The line containing "Practice step: put one dot on the orange" and every line after it, through the last, are to be extracted exactly; no other lines belong in the answer.

## Begin Given data

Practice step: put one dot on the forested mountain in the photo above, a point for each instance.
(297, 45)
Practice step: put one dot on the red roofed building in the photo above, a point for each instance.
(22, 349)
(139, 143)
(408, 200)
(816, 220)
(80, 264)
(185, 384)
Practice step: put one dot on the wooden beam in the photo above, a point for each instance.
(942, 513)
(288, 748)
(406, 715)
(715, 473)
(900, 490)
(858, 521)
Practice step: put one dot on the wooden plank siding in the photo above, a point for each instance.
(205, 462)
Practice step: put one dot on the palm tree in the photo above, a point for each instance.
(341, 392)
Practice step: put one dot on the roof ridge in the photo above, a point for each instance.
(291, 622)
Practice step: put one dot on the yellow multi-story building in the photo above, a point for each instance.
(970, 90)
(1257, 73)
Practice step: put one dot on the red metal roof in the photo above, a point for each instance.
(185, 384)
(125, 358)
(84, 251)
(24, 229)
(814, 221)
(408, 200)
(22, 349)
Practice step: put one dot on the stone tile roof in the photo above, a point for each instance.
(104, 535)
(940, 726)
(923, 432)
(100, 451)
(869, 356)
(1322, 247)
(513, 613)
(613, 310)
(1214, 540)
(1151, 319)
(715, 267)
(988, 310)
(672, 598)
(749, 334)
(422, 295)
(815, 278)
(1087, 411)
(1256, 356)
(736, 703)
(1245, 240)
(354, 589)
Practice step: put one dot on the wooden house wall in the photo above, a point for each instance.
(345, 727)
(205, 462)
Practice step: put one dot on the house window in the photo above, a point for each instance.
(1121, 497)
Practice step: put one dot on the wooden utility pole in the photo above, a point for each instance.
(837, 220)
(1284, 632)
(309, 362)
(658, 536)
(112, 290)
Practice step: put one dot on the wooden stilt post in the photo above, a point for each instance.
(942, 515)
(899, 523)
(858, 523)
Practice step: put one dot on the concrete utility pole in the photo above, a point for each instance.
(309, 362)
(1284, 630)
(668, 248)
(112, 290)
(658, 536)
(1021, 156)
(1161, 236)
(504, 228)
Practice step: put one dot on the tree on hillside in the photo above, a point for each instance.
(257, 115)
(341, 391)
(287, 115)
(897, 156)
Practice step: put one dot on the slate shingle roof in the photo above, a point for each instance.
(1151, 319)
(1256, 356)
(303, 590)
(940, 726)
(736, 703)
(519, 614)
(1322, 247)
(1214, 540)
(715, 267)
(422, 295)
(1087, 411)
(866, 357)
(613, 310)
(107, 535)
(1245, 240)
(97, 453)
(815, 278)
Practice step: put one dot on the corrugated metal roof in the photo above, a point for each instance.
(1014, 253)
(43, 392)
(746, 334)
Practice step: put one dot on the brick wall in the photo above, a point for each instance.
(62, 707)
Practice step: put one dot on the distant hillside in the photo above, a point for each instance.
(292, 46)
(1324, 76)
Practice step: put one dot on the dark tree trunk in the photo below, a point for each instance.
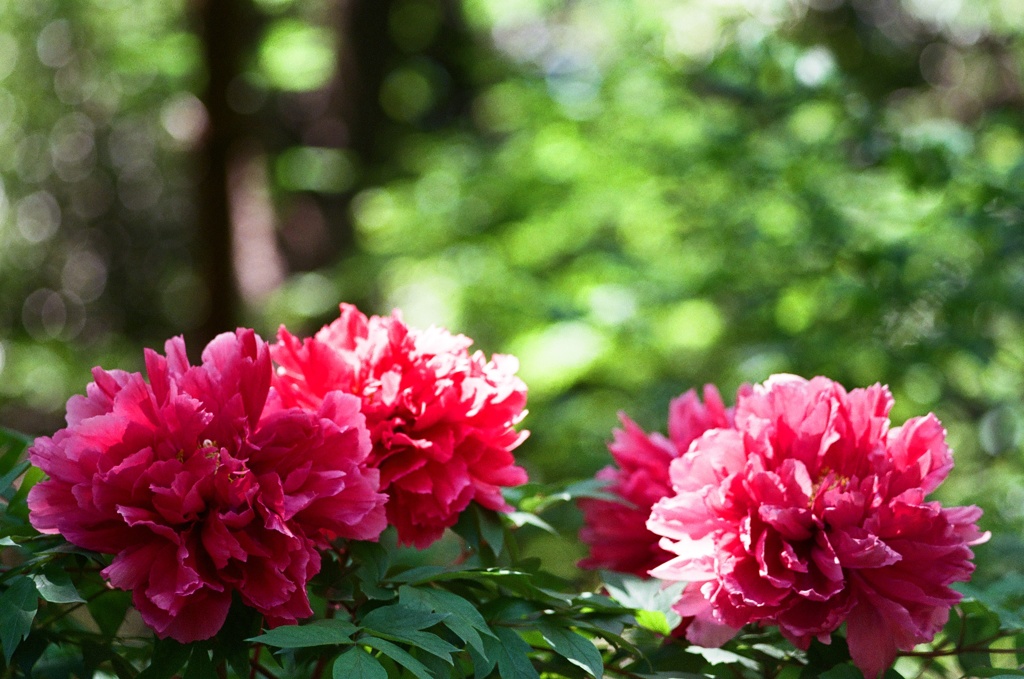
(228, 32)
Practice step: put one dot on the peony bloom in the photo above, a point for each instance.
(441, 420)
(811, 513)
(199, 493)
(616, 533)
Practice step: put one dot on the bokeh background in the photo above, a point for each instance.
(634, 197)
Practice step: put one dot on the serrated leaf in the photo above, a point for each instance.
(357, 664)
(465, 621)
(573, 647)
(17, 608)
(511, 654)
(54, 585)
(321, 633)
(397, 654)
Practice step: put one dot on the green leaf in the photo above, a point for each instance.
(168, 658)
(397, 617)
(520, 519)
(842, 672)
(373, 562)
(653, 621)
(200, 665)
(109, 610)
(357, 664)
(12, 446)
(465, 621)
(573, 647)
(400, 623)
(54, 585)
(8, 478)
(398, 655)
(321, 633)
(17, 506)
(491, 528)
(723, 656)
(17, 608)
(511, 654)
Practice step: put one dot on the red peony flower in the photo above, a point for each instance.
(811, 513)
(616, 533)
(199, 493)
(441, 420)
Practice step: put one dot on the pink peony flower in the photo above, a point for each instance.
(441, 420)
(199, 493)
(811, 513)
(616, 533)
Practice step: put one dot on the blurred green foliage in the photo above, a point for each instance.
(635, 198)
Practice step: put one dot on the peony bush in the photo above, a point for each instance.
(291, 509)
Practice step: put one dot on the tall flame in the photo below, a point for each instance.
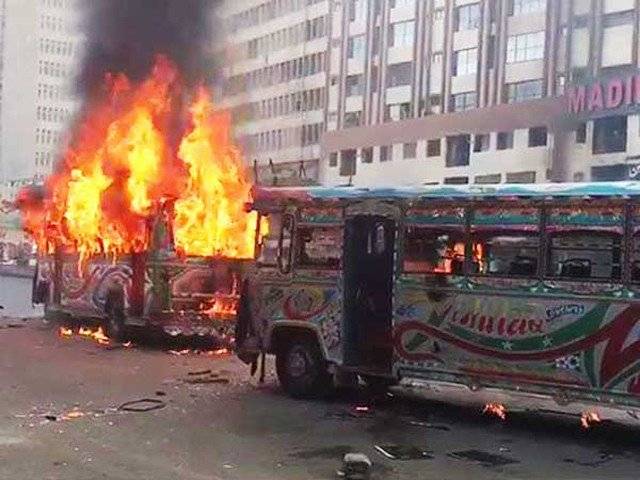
(130, 154)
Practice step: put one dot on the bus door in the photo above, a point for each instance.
(368, 269)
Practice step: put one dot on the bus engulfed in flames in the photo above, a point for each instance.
(137, 148)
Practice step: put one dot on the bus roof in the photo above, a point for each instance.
(266, 195)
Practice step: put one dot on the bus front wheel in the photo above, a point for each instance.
(115, 326)
(302, 370)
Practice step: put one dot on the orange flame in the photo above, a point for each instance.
(129, 155)
(97, 335)
(588, 419)
(496, 409)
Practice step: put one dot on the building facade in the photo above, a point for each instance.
(437, 91)
(42, 46)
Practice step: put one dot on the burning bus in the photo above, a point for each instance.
(144, 221)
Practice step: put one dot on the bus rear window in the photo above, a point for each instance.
(513, 254)
(429, 250)
(319, 247)
(268, 240)
(585, 255)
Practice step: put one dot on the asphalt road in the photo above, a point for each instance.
(241, 430)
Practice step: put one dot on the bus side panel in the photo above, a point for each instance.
(84, 291)
(312, 297)
(514, 339)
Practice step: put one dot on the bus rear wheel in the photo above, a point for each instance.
(302, 370)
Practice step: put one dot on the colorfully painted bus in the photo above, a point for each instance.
(526, 295)
(159, 291)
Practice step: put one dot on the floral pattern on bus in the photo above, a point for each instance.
(595, 343)
(316, 304)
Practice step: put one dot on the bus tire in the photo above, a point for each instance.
(115, 324)
(302, 369)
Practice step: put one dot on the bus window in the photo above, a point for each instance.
(585, 255)
(267, 247)
(506, 254)
(635, 259)
(319, 247)
(434, 251)
(286, 238)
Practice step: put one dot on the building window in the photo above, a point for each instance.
(519, 7)
(456, 180)
(465, 62)
(399, 74)
(402, 3)
(357, 10)
(504, 140)
(385, 153)
(352, 119)
(581, 133)
(401, 34)
(462, 102)
(354, 85)
(610, 134)
(409, 150)
(367, 155)
(521, 177)
(458, 150)
(355, 47)
(347, 163)
(537, 136)
(433, 148)
(523, 91)
(467, 17)
(397, 111)
(525, 47)
(481, 143)
(488, 179)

## End Given data

◆ Complete response ◆
Practice step: put one dot on the orange flame in the photo above, a point for each instance.
(129, 155)
(97, 335)
(588, 419)
(496, 409)
Practice step: put one dot on the building facade in the photo above, a point for each instance.
(437, 91)
(42, 46)
Practice step: put one dot on the burning bus in the photo above, a point for each instance.
(144, 221)
Practice step: put one dot on the bus rear window in the photo above, a point for each instance.
(513, 254)
(429, 250)
(319, 247)
(268, 240)
(585, 255)
Practice step: put one dot on the asphalt road in the photo above, a point for each instance.
(241, 430)
Practice step: put one dot on the bus side panel in the photo above, a point for each instance.
(84, 291)
(312, 297)
(514, 339)
Practice step: put one dot on the bus rear wheel in the photo above, a point for each instance.
(302, 370)
Practice step: put one dot on the colorfully painted bus in the photo above, a point for each instance.
(526, 295)
(159, 291)
Practice step: put one dot on the floral pattern on bus in the photo above, a point for each instance.
(595, 343)
(316, 304)
Practice step: put one dot on the bus tire in the photo above, a point for each instance.
(115, 324)
(302, 369)
Practice step: put one dot on the bus window in the photo above, a point for each instance.
(585, 255)
(267, 247)
(506, 254)
(635, 259)
(319, 247)
(434, 251)
(286, 238)
Practice step: put one dot on the building window in the photo above, a point for each instance.
(519, 7)
(456, 180)
(465, 62)
(399, 74)
(402, 3)
(357, 10)
(504, 140)
(385, 153)
(352, 119)
(581, 133)
(401, 34)
(462, 102)
(354, 85)
(610, 134)
(409, 150)
(367, 155)
(521, 177)
(458, 150)
(355, 47)
(347, 163)
(537, 136)
(433, 148)
(523, 91)
(467, 17)
(397, 111)
(525, 47)
(481, 143)
(488, 179)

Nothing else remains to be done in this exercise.